+++ SELECTION +++

Improvisation with Søren Kjærgaard, Copenhagen 2013, Photo: Ida Bach Jensen

Democratic Sound

  • Annonce

    Man skal høre meget

These words take shape in a Swedish cabin. The summer is unusually warm and with the added heat of the computer screen, my usual discomfort at the beginning of a creative work seems doubled. I give in to this sense of resistance and in the company of my nephew, go balancing from stone to stone along the beach. His name is also Simon and this particular summer, he is part and parcel of his soccer kit, which matches that of the Brazilian team. The lake here is called Västra Silen. However, Simon believes it is West Brazil. I think he imagines the World Cup taking place at the end of the lake – 40 km south of here. Maybe he can hear echoes of fervent cheers in the quietude of nature. I choose not to ask him because I quite like the idea that the illusion is so closely related to the real and global spectacle. In the company of a little child, it is possible to shape the world as you see fit.

 

As is often the case with Simon Steen-Andersen, the basic idea of the work seems refined and well-founded.

Watching Simon Steen-Andersen play the building in Run Time Error resembles the way my nephew shapes his universe. The title of the work implies an error – more precisely a software error which one would usually try and fix. But this work is all about the creations that arise once the ‘program’ assumes its own life. It has its very own logic and apparently distinct rules; one being that whatever constitutes the composition’s instruments must be found inside the house. The work makes use of several fugal techniques: themes are exposed, developed, expanded and they meet their counterpoint. As is often the case with Simon Steen-Andersen, the basic idea of the work seems refined and well-founded. However, what grips my attention is the notion that new creations might spring out of a mistake.

Echoes of dust and breath
Steen-Andersen studied in Argentina and he carries some of this into his universe. In an older text about this country, which is declared bankrupt a second time while I write these lines, he describes how a number of Argentinean composers share a musical kinship with the Nordic countries, but they do not share the European structural elements like development, direction and climax.1 Instead they often practise restrained movements, verging on stillness.

 

He can call attention to echoes of dust and breath and find the sounds of the human behind them.

+++ RECORDED INFORMATION +++

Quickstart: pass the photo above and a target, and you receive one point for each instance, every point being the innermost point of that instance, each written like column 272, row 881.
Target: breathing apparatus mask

+++

▶ _EXERCISE TASK 1_
From the Democratic Sound essay, extract the passage from "Watching Simon Steen-Andersen" to "of a mistake." word for word.
▶ _EXERCISE TASK 2_
In the Democratic Sound essay, what does the nephew believe the lake Västra Silen is called?

▶ _FULL SOLUTION 1_
Watching Simon Steen-Andersen play the building in Run Time Error resembles the way my nephew shapes his universe. The title of the work implies an error – more precisely a software error which one would usually try and fix. But this work is all about the creations that arise once the ‘program’ assumes its own life. It has its very own logic and apparently distinct rules; one being that whatever constitutes the composition’s instruments must be found inside the house. The work makes use of several fugal techniques: themes are exposed, developed, expanded and they meet their counterpoint. As is often the case with Simon Steen-Andersen, the basic idea of the work seems refined and well-founded. However, what grips my attention is the notion that new creations might spring out of a mistake.

▶ _FULL SOLUTION 2_
West Brazil.